◆ **INSTRUCTIONS FOR THE TASK**:
Images are not wanted; transcribe the rest of the listing exactly.

*** Begin section ***

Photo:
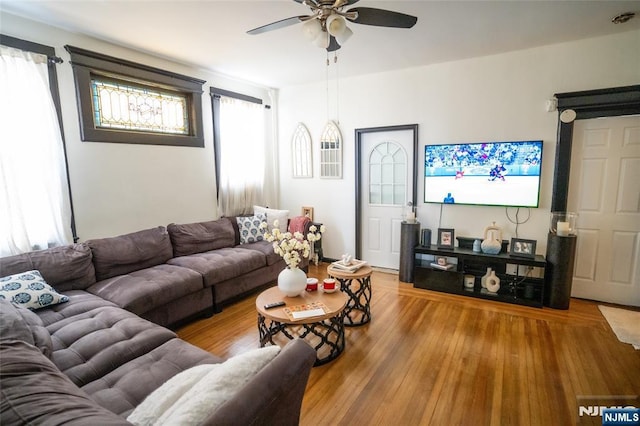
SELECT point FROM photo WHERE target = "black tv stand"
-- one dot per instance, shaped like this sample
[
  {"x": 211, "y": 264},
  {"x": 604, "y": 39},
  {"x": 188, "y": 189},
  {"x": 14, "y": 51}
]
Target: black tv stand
[{"x": 517, "y": 286}]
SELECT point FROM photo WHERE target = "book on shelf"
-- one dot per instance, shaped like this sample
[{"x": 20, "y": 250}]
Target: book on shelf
[
  {"x": 353, "y": 266},
  {"x": 445, "y": 267},
  {"x": 306, "y": 310}
]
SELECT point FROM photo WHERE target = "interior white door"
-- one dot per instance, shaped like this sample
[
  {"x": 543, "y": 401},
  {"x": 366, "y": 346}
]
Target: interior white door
[
  {"x": 604, "y": 189},
  {"x": 386, "y": 187}
]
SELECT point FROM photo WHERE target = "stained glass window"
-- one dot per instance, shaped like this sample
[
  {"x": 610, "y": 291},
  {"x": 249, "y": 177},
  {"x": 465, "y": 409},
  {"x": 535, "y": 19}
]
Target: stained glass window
[
  {"x": 126, "y": 102},
  {"x": 120, "y": 105}
]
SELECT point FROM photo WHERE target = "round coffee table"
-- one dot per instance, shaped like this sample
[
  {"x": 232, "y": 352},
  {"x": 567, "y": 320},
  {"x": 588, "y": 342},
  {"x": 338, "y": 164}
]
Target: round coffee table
[
  {"x": 325, "y": 333},
  {"x": 358, "y": 286}
]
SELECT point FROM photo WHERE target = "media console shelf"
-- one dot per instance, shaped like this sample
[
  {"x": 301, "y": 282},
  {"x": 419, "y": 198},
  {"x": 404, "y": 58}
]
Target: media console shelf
[{"x": 517, "y": 283}]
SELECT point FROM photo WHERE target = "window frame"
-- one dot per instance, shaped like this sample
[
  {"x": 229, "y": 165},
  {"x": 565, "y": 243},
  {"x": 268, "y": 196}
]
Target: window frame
[
  {"x": 87, "y": 64},
  {"x": 215, "y": 93},
  {"x": 52, "y": 61}
]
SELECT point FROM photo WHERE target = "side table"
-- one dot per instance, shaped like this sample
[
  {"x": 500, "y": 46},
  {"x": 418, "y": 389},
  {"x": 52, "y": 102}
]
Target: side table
[
  {"x": 357, "y": 285},
  {"x": 324, "y": 333}
]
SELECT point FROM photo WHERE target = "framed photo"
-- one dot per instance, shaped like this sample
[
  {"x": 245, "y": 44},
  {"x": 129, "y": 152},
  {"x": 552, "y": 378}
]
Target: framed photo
[
  {"x": 446, "y": 238},
  {"x": 308, "y": 211},
  {"x": 523, "y": 248}
]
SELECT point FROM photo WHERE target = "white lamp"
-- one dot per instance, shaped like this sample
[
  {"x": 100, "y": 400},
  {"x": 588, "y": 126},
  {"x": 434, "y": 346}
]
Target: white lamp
[
  {"x": 337, "y": 27},
  {"x": 312, "y": 29},
  {"x": 322, "y": 40}
]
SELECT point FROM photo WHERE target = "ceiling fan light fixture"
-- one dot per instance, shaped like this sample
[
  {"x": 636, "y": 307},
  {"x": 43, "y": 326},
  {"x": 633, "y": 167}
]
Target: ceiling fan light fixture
[
  {"x": 312, "y": 29},
  {"x": 346, "y": 35},
  {"x": 336, "y": 25},
  {"x": 322, "y": 40}
]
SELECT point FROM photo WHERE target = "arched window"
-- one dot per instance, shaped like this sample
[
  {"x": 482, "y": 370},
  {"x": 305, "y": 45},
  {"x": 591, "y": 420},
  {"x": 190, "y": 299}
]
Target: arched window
[{"x": 387, "y": 174}]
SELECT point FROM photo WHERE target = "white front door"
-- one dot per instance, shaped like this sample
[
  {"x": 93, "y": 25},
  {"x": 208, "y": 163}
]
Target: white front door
[
  {"x": 386, "y": 185},
  {"x": 604, "y": 189}
]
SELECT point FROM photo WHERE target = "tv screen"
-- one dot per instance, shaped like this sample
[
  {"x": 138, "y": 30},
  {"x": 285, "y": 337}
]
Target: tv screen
[{"x": 487, "y": 173}]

*** End section ***

◆ **SOLUTION FOR THIS PROBLEM**:
Photo:
SELECT point FROM photo WHERE target = "black tv stand"
-- one dot per instance, shaped like this sample
[
  {"x": 211, "y": 264},
  {"x": 604, "y": 39},
  {"x": 188, "y": 189},
  {"x": 14, "y": 51}
]
Target: black tv stand
[{"x": 517, "y": 286}]
SELECT point FROM photo WHERE target = "book on shelf"
-- one dot per instance, shaped like this sample
[{"x": 20, "y": 250}]
Target: book on shelf
[
  {"x": 353, "y": 266},
  {"x": 445, "y": 267},
  {"x": 306, "y": 310}
]
SELECT point FROM photo WHERE target = "interior white door"
-- one dot per instance, shaped like this sample
[
  {"x": 543, "y": 401},
  {"x": 366, "y": 346}
]
Target: interior white door
[
  {"x": 604, "y": 189},
  {"x": 386, "y": 187}
]
SELECT point FROM photo WHERE target = "stained glass window"
-- one dot per instance, shaped like this sample
[
  {"x": 610, "y": 291},
  {"x": 249, "y": 177},
  {"x": 465, "y": 409},
  {"x": 535, "y": 19}
]
Target: stained glass window
[
  {"x": 126, "y": 102},
  {"x": 120, "y": 105}
]
SELECT point FROM photo WHERE target = "round coffee table"
-- one dot per instance, shaped like this sample
[
  {"x": 232, "y": 352},
  {"x": 567, "y": 320},
  {"x": 588, "y": 342},
  {"x": 338, "y": 164}
]
Target: round coffee table
[
  {"x": 325, "y": 333},
  {"x": 358, "y": 286}
]
SELECT point FROM photo WHERE target = "media console shelf"
-- one dot per instance, shaped like this sample
[
  {"x": 301, "y": 282},
  {"x": 419, "y": 198},
  {"x": 404, "y": 58}
]
Target: media console shelf
[{"x": 517, "y": 283}]
SELECT point FROM photo WHERE target = "window frame"
-- one dot per instance, shaped like this sample
[
  {"x": 229, "y": 165},
  {"x": 565, "y": 243},
  {"x": 268, "y": 196}
]
Target: window frame
[
  {"x": 87, "y": 64},
  {"x": 215, "y": 93},
  {"x": 52, "y": 61}
]
SELECT point FROM photo WHERE target = "side table"
-- one dot per instance, shaped like this sample
[
  {"x": 500, "y": 46},
  {"x": 418, "y": 389},
  {"x": 52, "y": 102}
]
Target: side table
[
  {"x": 357, "y": 285},
  {"x": 324, "y": 333}
]
SELECT point FROM photo WHERE target = "framed photo"
-- one dot per instance, shaped like this sample
[
  {"x": 245, "y": 44},
  {"x": 129, "y": 152},
  {"x": 552, "y": 378}
]
Target: framed photo
[
  {"x": 446, "y": 238},
  {"x": 308, "y": 211},
  {"x": 523, "y": 248}
]
SELECT point FROM photo WHERE target = "white lamp"
-- one dot per instance, shaped like this sample
[
  {"x": 100, "y": 400},
  {"x": 588, "y": 126},
  {"x": 434, "y": 346}
]
Target: white lamp
[
  {"x": 337, "y": 27},
  {"x": 312, "y": 29},
  {"x": 322, "y": 40}
]
SELECT point FROM photo WHERE target = "ceiling fan light fixture"
-- one dot per instance, shaped like this sample
[
  {"x": 636, "y": 307},
  {"x": 43, "y": 326},
  {"x": 633, "y": 167}
]
Target: ceiling fan light fixture
[
  {"x": 312, "y": 29},
  {"x": 346, "y": 35},
  {"x": 336, "y": 25},
  {"x": 322, "y": 40}
]
SELECT point FROM photo WHERE target = "arched window"
-- one dot per instance, shaped like this sample
[
  {"x": 482, "y": 370},
  {"x": 305, "y": 45},
  {"x": 591, "y": 420},
  {"x": 190, "y": 299}
]
Target: arched window
[{"x": 387, "y": 174}]
SELECT point FROM photo WHERE target = "white front door"
-- one dot per instance, shaped like this sample
[
  {"x": 93, "y": 25},
  {"x": 208, "y": 163}
]
Target: white front door
[
  {"x": 386, "y": 185},
  {"x": 604, "y": 189}
]
SELECT point FROM photo WHERE target = "tv screen"
-- one dot per instance, shaped like this sample
[
  {"x": 138, "y": 30},
  {"x": 285, "y": 337}
]
Target: tv screen
[{"x": 487, "y": 173}]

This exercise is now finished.